Records for this task:
————————

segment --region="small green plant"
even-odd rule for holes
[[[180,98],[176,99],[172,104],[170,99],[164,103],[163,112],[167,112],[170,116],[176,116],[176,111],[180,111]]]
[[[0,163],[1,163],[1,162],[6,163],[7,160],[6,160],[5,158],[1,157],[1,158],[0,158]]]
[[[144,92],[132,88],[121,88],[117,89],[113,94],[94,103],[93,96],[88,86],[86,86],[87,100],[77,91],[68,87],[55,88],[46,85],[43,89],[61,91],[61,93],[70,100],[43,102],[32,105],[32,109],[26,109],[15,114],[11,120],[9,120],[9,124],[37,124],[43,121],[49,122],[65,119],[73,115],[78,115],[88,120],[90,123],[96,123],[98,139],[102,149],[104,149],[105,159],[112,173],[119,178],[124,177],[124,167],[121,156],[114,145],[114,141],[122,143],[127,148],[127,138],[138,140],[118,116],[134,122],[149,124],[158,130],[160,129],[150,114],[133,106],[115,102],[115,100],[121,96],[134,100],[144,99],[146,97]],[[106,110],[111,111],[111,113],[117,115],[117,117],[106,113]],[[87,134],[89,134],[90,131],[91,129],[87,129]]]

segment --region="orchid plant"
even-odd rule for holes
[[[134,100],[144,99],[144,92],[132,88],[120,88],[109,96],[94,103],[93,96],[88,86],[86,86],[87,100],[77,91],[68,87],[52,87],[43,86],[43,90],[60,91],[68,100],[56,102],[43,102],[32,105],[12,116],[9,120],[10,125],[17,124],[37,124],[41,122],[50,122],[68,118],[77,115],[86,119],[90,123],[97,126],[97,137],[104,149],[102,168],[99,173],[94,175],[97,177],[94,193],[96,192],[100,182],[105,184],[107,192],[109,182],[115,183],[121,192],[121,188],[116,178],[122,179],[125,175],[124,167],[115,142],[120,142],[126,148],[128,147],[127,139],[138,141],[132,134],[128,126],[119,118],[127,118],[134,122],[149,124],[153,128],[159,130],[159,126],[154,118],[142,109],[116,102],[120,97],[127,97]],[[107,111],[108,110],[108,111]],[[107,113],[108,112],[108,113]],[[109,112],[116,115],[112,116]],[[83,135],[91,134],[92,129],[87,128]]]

————————

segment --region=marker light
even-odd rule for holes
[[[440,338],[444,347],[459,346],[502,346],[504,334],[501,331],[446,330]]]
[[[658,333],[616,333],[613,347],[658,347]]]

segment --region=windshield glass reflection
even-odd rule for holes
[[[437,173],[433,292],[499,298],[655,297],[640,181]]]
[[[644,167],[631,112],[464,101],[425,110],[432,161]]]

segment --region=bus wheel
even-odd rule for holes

————————

What to do: Which lines of the records contain the word "plant"? Locate each one and copy it in full.

Exercise output:
segment --region="small green plant"
segment --region="orchid plant"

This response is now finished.